■ **DATASET RECORDS**
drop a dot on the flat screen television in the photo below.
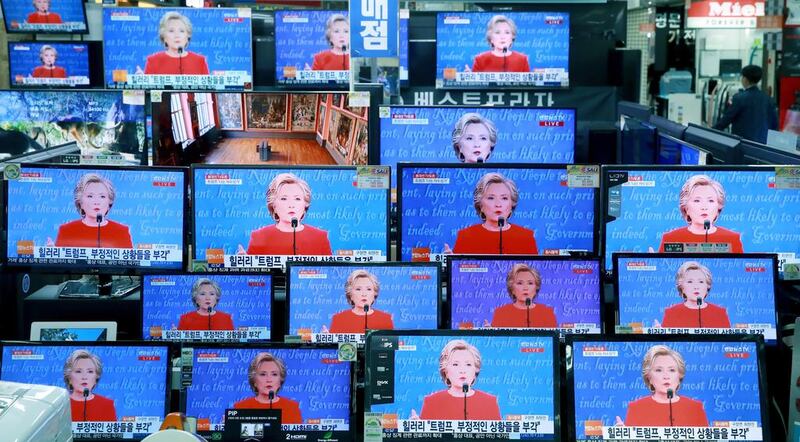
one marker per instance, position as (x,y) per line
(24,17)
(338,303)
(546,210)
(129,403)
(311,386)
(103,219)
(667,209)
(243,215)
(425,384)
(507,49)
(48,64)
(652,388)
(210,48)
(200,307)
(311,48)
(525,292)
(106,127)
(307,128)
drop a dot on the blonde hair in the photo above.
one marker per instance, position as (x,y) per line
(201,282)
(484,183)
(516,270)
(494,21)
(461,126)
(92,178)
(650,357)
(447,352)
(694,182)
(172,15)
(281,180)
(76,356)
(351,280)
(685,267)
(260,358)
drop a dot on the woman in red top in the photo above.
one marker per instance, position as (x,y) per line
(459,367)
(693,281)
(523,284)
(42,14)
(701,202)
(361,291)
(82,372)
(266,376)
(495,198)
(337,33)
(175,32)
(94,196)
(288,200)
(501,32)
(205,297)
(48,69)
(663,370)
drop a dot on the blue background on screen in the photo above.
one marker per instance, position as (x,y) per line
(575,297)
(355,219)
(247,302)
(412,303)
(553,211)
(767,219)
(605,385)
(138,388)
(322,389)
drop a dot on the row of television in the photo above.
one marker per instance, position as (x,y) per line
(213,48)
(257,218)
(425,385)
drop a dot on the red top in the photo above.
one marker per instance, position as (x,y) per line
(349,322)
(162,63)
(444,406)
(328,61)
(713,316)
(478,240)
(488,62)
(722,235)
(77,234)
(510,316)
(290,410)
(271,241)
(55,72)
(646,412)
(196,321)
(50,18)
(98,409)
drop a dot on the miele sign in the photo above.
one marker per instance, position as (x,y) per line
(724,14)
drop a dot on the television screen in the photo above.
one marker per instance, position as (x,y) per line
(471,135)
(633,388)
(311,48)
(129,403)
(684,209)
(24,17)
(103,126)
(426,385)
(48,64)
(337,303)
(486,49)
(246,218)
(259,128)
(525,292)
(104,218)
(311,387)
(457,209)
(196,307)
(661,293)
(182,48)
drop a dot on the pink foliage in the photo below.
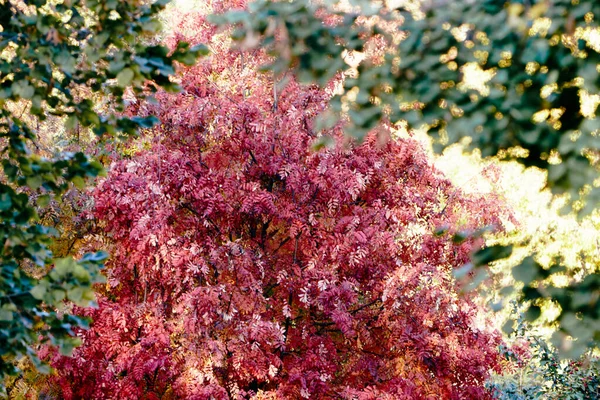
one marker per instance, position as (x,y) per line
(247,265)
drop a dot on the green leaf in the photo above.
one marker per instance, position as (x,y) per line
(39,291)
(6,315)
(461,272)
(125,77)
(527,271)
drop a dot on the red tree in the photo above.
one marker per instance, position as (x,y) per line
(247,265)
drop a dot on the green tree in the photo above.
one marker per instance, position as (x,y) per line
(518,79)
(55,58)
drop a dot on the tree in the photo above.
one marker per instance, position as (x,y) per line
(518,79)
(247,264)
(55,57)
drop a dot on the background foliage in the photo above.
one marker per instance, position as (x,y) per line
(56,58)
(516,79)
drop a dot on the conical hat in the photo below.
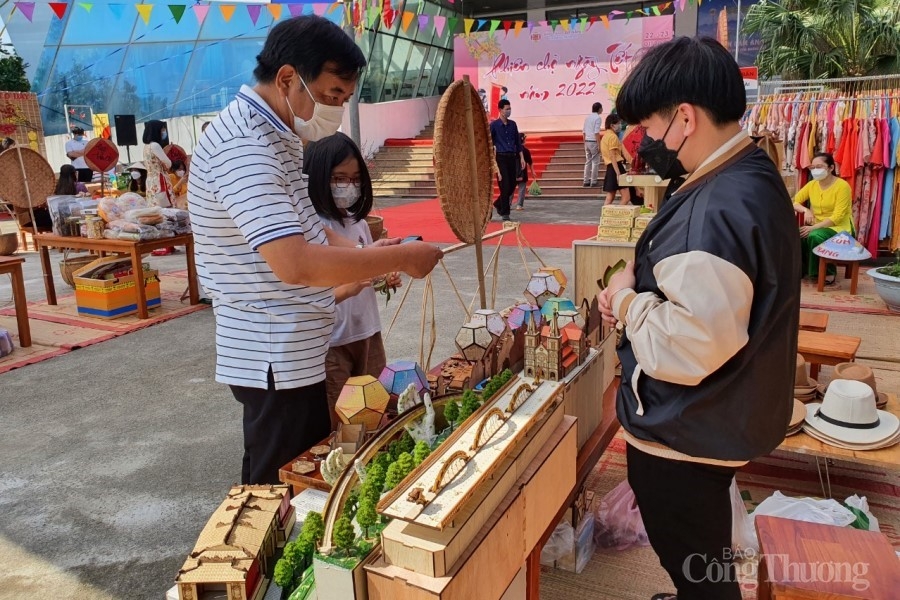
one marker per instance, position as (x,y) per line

■ **GIVEN INSTRUCTION**
Copy the whole listing above, replacing each "drop a dot" with "place a point" and keeping everything else the same. Leave the pictures out.

■ **FINISHED TASK**
place a point on the flat screen television in the photo below.
one marker per instance, position as (x,y) per line
(24,17)
(338,303)
(546,210)
(129,403)
(311,386)
(103,219)
(667,209)
(243,215)
(425,384)
(507,49)
(48,64)
(652,388)
(210,48)
(200,307)
(311,48)
(525,292)
(106,127)
(307,128)
place a point on the blonde hair in the photo above.
one marker per instance, position as (x,y) per line
(201,282)
(484,183)
(516,270)
(494,21)
(461,126)
(92,178)
(650,357)
(447,352)
(694,182)
(172,15)
(281,180)
(76,356)
(351,280)
(685,267)
(260,358)
place a point on the woman in red top in the photo above.
one marker per instance, position as (x,y) per line
(459,367)
(693,281)
(523,284)
(42,14)
(701,202)
(361,291)
(82,372)
(266,376)
(495,198)
(337,33)
(175,32)
(94,196)
(288,200)
(501,32)
(205,297)
(48,69)
(663,370)
place a point on the blue background on screen in the photo above.
one marker per instance, position as (x,y) per line
(575,297)
(355,219)
(247,302)
(412,303)
(553,211)
(767,219)
(605,385)
(138,388)
(322,389)
place a point on the row of television in the photo above.
one marker per instance, position as (x,y) per line
(213,48)
(257,218)
(425,385)
place a point on the red top in the photo above.
one marker per instance, position as (x,y) per line
(349,322)
(162,63)
(444,406)
(328,61)
(713,316)
(478,240)
(488,62)
(722,235)
(77,234)
(510,316)
(290,410)
(271,241)
(55,72)
(646,412)
(196,321)
(50,18)
(98,409)
place a point on the miele sign in the photo above.
one marker per instance, position as (x,y) per line
(724,14)
place a point on the television screen in the photo above.
one marker per instance, position as (x,y) per line
(471,135)
(633,388)
(311,48)
(129,403)
(684,209)
(24,17)
(103,126)
(426,385)
(48,64)
(337,303)
(486,49)
(246,218)
(259,128)
(525,292)
(104,218)
(311,387)
(457,209)
(196,307)
(661,293)
(182,48)
place a point on the pink foliage in the photo below.
one marker per instance, position as (x,y) per line
(247,265)
place a point on the green leaf in the photo above.
one marker per instance, position as (x,y) per line
(39,291)
(6,315)
(461,272)
(125,77)
(527,271)
place a point on the red tree in the photo above.
one marker per instance, position as (x,y) per line
(247,265)
place a point on the green tree in the photo above.
one marker per instance, position as (x,y) per line
(518,79)
(55,58)
place a point on the tree in the photo above.
one marker per instance, position as (x,y) per line
(518,79)
(247,264)
(55,57)
place a point on the background foliage in the photo above.
one marker per instance, position as (x,y) per line
(56,58)
(516,79)
place a point on the conical hat in the photo below.
one marker per instance, position as (x,y) per line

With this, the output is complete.